■ APPLY WHAT YOU READ:
[1] In the light pollution article, swap "glass buildings" for "glass towers" and write out the passage beginning at the words "By Mark Kinver" and stopping after "controlled animal behaviour.".
[2] According to the light pollution article, which university is ecologist Bruce Robertson from?
[3] Go on with the article on polarized light pollution and wildlife from its last sentence.

By Mark Kinver
Science and environment reporter, BBC News
Some species confuse large glass buildings with bodies of water
An international team of researchers has found another form of light pollution that could have an adverse effect on wildlife.
The scientists showed that as well as direct light sources, polarised light also triggered potentially dangerous changes in many species' behaviour.
They added that road surfaces and glass buildings were among the main sources of this form of light pollution.
The findings appear in Frontiers in Ecology and the Environment.
Co-author Bruce Robertson, an ecologist from Michigan State University, US, said polarised light from structures within the built environment overwhelmed natural cues that controlled animal behaviour.
"Environmental cues, such as the intensity of light, that animals use to make decisions occur at different levels of severity in the natural world," he said.
"When cues become unnaturally intense, animals can respond unnaturally strongly to them."

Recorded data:
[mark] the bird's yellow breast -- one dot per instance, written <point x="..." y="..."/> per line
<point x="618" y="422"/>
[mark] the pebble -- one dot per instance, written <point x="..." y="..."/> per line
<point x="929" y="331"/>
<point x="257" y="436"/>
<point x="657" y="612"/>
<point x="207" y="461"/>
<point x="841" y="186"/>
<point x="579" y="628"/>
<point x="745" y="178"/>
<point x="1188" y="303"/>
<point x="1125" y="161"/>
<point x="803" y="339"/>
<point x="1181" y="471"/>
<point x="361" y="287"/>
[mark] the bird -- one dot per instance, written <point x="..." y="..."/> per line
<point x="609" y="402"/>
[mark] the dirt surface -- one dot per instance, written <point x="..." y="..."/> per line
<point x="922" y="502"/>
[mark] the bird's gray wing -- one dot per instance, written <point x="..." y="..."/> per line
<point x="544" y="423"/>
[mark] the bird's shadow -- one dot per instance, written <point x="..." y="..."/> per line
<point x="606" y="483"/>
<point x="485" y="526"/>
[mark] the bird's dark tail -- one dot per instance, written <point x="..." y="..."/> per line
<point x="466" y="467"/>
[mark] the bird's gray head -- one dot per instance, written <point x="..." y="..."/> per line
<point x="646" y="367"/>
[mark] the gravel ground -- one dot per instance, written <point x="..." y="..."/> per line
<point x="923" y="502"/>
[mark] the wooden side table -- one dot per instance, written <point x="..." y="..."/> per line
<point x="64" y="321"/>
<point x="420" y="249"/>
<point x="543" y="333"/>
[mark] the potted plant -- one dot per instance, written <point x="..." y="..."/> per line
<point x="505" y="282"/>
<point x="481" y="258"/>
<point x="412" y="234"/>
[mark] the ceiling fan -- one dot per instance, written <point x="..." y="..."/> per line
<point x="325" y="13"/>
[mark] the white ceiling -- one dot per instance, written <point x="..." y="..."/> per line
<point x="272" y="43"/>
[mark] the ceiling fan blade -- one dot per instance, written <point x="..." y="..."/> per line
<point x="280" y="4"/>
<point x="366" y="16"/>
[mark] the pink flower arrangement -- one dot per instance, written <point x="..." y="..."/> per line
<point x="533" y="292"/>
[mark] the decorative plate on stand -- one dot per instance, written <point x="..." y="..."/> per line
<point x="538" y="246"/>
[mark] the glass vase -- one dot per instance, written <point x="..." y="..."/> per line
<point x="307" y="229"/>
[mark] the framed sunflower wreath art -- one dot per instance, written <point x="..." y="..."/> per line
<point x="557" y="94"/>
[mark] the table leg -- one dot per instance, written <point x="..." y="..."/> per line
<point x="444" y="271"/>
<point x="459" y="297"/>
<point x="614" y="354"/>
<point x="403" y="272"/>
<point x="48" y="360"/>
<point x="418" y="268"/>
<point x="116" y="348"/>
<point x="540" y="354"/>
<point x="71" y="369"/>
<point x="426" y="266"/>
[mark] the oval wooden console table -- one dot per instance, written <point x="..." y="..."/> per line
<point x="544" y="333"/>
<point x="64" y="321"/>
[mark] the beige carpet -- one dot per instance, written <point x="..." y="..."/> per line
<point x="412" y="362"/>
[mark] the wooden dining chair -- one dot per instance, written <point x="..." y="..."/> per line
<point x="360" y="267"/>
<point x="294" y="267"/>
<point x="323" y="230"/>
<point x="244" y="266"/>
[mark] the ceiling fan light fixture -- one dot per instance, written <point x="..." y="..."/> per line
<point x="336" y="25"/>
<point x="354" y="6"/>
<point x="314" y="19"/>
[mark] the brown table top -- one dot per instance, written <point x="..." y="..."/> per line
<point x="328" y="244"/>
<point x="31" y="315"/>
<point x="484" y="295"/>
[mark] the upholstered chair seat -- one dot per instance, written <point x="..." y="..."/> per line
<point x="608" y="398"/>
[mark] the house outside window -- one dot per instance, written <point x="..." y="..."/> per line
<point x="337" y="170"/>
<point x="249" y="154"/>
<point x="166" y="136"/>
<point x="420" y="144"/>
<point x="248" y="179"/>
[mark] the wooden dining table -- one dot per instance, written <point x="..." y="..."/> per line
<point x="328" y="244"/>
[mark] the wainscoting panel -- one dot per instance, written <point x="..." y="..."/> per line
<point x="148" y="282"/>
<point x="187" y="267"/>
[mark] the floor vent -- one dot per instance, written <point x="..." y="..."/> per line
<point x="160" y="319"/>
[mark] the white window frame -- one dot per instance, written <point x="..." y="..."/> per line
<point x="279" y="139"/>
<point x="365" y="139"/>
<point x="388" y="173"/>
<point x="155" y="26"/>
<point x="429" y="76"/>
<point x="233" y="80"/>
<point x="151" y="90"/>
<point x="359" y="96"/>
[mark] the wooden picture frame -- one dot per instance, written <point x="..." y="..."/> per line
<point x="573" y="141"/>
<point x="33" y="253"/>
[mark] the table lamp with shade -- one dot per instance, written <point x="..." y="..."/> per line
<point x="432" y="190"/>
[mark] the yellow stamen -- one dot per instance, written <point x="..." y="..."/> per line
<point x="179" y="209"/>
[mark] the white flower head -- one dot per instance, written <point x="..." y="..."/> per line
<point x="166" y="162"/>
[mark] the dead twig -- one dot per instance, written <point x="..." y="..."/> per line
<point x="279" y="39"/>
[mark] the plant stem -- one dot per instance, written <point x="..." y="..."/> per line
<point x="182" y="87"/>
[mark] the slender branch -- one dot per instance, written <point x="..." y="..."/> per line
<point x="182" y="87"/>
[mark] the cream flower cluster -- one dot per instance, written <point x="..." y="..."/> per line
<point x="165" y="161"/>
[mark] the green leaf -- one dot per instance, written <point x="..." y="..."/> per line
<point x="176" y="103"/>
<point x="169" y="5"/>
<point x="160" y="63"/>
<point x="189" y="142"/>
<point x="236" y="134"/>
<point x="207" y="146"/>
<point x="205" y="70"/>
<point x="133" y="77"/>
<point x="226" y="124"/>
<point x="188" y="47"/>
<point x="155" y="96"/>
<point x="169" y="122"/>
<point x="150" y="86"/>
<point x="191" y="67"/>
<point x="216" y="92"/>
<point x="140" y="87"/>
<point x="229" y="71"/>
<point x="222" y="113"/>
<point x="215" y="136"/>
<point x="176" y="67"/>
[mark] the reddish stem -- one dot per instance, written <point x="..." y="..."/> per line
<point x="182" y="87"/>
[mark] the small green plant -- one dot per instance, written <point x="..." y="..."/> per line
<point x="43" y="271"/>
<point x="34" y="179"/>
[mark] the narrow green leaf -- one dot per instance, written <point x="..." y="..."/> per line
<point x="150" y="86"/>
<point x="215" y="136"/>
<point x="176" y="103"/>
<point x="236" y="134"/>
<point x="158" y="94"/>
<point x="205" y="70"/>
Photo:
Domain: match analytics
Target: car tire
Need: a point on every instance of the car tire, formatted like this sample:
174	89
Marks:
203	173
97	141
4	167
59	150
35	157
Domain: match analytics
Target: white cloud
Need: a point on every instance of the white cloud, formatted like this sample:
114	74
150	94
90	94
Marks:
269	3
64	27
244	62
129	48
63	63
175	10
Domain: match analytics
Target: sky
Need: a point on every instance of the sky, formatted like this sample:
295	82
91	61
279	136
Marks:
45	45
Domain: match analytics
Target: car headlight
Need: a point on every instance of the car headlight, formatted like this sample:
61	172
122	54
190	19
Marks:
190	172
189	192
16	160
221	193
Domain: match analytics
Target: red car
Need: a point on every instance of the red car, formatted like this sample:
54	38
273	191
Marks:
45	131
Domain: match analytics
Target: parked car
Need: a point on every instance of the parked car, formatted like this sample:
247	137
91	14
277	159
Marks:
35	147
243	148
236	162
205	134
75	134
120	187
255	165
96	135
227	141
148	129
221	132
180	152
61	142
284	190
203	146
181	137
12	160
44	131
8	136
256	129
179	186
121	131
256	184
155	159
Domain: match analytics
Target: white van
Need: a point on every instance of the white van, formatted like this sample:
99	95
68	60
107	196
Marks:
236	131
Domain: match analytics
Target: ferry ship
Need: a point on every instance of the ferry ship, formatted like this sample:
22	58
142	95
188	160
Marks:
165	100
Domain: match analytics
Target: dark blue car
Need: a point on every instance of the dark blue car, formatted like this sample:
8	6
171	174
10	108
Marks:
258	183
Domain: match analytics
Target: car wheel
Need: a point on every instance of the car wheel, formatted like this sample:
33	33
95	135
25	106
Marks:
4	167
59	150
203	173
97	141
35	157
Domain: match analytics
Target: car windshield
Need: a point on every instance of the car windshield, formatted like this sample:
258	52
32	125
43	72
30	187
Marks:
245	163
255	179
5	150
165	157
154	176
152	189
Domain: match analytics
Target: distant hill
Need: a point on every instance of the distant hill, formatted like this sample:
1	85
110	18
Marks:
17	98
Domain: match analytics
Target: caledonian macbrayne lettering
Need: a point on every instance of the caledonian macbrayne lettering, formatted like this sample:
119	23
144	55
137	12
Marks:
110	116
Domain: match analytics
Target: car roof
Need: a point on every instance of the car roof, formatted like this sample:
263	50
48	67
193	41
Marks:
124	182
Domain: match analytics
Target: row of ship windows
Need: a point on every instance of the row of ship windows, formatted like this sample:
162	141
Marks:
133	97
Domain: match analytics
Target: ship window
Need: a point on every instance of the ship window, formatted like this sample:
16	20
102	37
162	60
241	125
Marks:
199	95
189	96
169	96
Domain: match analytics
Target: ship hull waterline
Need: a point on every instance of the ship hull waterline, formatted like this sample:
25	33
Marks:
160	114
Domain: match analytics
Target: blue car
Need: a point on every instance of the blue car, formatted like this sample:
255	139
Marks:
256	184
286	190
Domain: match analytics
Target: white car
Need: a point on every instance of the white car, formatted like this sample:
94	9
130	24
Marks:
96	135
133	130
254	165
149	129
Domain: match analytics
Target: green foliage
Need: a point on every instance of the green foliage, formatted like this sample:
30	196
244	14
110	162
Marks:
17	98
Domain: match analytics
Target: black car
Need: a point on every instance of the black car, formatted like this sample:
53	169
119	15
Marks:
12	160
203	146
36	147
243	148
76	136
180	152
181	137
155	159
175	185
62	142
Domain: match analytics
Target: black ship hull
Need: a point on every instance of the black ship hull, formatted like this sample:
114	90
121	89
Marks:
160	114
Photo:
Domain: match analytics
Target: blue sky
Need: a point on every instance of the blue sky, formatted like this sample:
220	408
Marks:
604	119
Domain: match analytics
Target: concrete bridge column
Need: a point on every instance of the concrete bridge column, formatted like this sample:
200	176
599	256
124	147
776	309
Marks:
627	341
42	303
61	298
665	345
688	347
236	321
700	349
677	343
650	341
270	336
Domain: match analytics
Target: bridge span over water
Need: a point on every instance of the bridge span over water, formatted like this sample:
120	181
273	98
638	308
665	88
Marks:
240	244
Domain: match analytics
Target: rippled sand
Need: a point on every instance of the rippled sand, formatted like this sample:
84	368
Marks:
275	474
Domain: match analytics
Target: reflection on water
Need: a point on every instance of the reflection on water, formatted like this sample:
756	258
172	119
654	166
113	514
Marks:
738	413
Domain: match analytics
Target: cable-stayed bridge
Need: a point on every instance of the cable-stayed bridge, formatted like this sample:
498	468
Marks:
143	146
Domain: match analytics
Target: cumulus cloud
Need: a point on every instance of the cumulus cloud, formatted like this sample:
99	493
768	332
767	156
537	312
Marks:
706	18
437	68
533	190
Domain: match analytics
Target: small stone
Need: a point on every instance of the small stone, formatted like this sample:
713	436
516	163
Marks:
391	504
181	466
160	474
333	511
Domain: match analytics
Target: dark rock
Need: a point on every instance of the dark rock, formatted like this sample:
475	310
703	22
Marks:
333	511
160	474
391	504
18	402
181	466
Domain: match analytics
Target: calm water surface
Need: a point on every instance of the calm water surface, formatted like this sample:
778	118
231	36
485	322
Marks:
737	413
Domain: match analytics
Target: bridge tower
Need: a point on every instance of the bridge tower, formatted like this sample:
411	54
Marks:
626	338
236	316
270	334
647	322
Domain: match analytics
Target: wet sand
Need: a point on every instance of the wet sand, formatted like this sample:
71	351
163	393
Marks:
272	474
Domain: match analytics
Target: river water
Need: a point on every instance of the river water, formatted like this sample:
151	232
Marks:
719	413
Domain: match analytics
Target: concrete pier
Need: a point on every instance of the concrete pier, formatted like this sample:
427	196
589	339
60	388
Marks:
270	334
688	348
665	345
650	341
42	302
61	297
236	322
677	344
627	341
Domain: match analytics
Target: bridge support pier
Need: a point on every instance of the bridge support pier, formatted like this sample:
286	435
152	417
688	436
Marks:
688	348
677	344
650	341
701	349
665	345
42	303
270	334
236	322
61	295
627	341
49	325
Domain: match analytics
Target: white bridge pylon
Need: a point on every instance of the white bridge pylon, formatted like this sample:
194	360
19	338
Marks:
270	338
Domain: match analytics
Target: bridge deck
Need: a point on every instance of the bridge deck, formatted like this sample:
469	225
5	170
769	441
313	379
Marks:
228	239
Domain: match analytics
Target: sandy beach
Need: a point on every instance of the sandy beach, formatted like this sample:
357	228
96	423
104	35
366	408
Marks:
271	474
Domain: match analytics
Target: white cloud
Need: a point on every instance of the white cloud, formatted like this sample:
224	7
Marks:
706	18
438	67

■ ANSWERS GIVEN:
[1]
By Mark Kinver
Science and environment reporter, BBC News
Some species confuse large glass towers with bodies of water
An international team of researchers has found another form of light pollution that could have an adverse effect on wildlife.
The scientists showed that as well as direct light sources, polarised light also triggered potentially dangerous changes in many species' behaviour.
They added that road surfaces and glass towers were among the main sources of this form of light pollution.
The findings appear in Frontiers in Ecology and the Environment.
Co-author Bruce Robertson, an ecologist from Michigan State University, US, said polarised light from structures within the built environment overwhelmed natural cues that controlled animal behaviour.

[2] Michigan State University, US.

[3]
As a result, the false cues could create an "ecological trap" for species attracted by the light.
Dr Robertson said that water was the primary source of horizontal polarised light in the natural world, and that many animals - including birds, insects and reptiles - had highly developed polarisation vision.
Insects, such as stoneflies, lay their eggs on asphalt instead of water
This particular form of light played a key role in the animals' lifecycle, such as finding breeding and feeding sites, he added.
A well documented example is the way that baby sea turtles rely on the direction of starlight and moonlight reflected off the water's surface in order to help them find the ocean when they emerged from their nests.
Yet, there are examples of turtles in urbanised areas heading towards the brighter buildings and street lamps.
Dr Robertson said that expanding urban areas meant that there were more structures and surfaces to confuse wildlife.
"Any kind of shiny, black object - oil, solar cells, asphalt - causes problems," he explained. "The closer they are to wetlands, the bigger the problem."
"Light from the sun is vibrating in all possible directions, but after bouncing off smooth flat surfaces, like water, it only vibrates in the horizontal direction; it has become polarised.
"This is why polarised sunglasses make it easier for us to see on a bright day - they remove only the horizontally polarised light that reflects off water and roads," he told BBC News.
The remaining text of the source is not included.